* **Texte source**:
L’art de flâner dans le « malbord »
Nous y voici dans ce « malbord » qui rend notre Gaspésie si unique. Abattre des kilomètres en solo. Une impression qu’il n’y a personne d’autre sur la route. Évasion en son propre pays. Et puis, on roule. Tantôt à travers les brumes, tantôt avec le soleil qui ne veut pas se faire damer le pion en revenant à la charge. Des mouettes ou des goélands, allez savoir, apprivoisent le vent, se laissent bercer.
Le conducteur s’abandonne au paysage. J’y revois Blanche Lamontagne, des Escoumins qui, à l’âge de huit ans, s’installe avec sa famille à Cap-Chat, pour ensuite aller étudier à Sainte-Anne-des-Monts. En 1913, alors qu’elle n’a pas 20 ans, Henri Bourassa du Devoir lui propose de publier son recueil, qui prendra le nom de Visions gaspésiennes. Succès immédiat. Puis, en 1916, sa famille plie bagage pour l’Isle-Verte. Blanche poursuit son écriture jusqu’à vouloir en vivre. En 1928, elle publie le recueil de poésie Ma Gaspésie dans lequel on peut lire : « il n’est pas de pays, pas d’endroit sur la terre / Où souffle un vent plus pur, où vit plus de beauté ». Blanche Lamontagne est toujours reconnue comme la première poétesse du Québec.
La seule route me tire vers l’est. J’y rencontre au passage Marius Barbeau, arpentant le territoire et la grandeur d’âme de ses habitants. Né à Sainte-Marie-de-Beauce, Barbeau provient d’une famille de cultivateurs. Tout petit, ses parents le baignent dans un univers où règnent les contes, les danses folkloriques, la musique et le chant traditionnels. Ses études en droit l’amènent en 1907 jusqu’à l’Université d’Oxford. Là-bas, il fait comme les conteurs : il bifurque… vers l’anthropologie. C’est que l’humain et sa culture le passionnent. Début d’une longue et belle aventure.

* **Série d’exercices**:
a) Indiquez si chacun des énoncés suivants concorde avec le texte sur le malbord gaspésien, en répondant par oui ou par non et en citant les mots du texte qui tranchent : (i) Blanche Lamontagne avait déjà plus de 20 ans quand Henri Bourassa lui a proposé de publier son recueil ; (ii) le recueil Ma Gaspésie a paru en 1928 ; (iii) Marius Barbeau est né à Sainte-Marie-de-Beauce.
b) Prolongez le texte sur le malbord gaspésien à partir de sa dernière phrase.

* **Données fournies**:

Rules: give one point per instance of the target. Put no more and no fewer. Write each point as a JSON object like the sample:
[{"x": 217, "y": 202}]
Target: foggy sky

* **Réponses par exercice**:
a)
(i) Non : « alors qu’elle n’a pas 20 ans ».
(ii) Oui : « En 1928, elle publie le recueil de poésie Ma Gaspésie ».
(iii) Oui : « Né à Sainte-Marie-de-Beauce ».

b)
À l’été 1918, on le retrouve en Haute-Gaspésie. Barbeau enfourche son vélo garni de sacoches, dans lesquelles il range des rouleaux de cire qui serviront à enregistrer les porteurs de traditions orales par leurs contes ou encore leurs chants, hérités de génération en génération.
On imagine ses journées bien remplies, puisqu’il quitte le « Malbord » avec 800 enregistrements sonores qui composeront ultimement, le fonds d’archives Marius Barbeau au Musée national de l’Homme à Ottawa. Il reviendra à deux reprises se perdre dans cette Gaspésie sans fin qui le captive, soit en 1922 et 1923. Sans être photographe de métier, il immortalise les rencontres, traînant son appareil photo avec lui. Lorsque l’on parcourt ses clichés, on comprend la passion de l’humain qui se retrouve au centre de son œuvre. On y découvre une Gaspésie d’un autre temps, d’un temps révolu. Une Gaspésie pittoresque forgée et peuplée par une mosaïque culturelle qui la caractérise toujours.
Arrivé à Rivière-Madeleine, j’y revois l’écrivain Jacques Ferron, qui devient médecin en 1945. Dans son livre Gaspé-Mattempa, il écrit : « ce sera le médecin qui entretiendra l’écrivain. Je serai mon propre mécène ». Après sa démobilisation de l’armée, Ferron s’éloigne de l’aisance urbaine et s’installe pendant deux ans à Rivière-Madeleine. Dans ce même livre, on peut y lire : « je dirais que la Gaspésie commence quand les monts Notre-Dame perdent leur nom chrétien et deviennent les Shick-Shocks qui, au lieu de rester dans le fond de la scène comme leurs prédécesseurs, se jettent en avant et l’encombrent jusqu’au littoral ». La Gaspésie occupera une place de choix dans son œuvre qui n’est pas prête de s’effriter.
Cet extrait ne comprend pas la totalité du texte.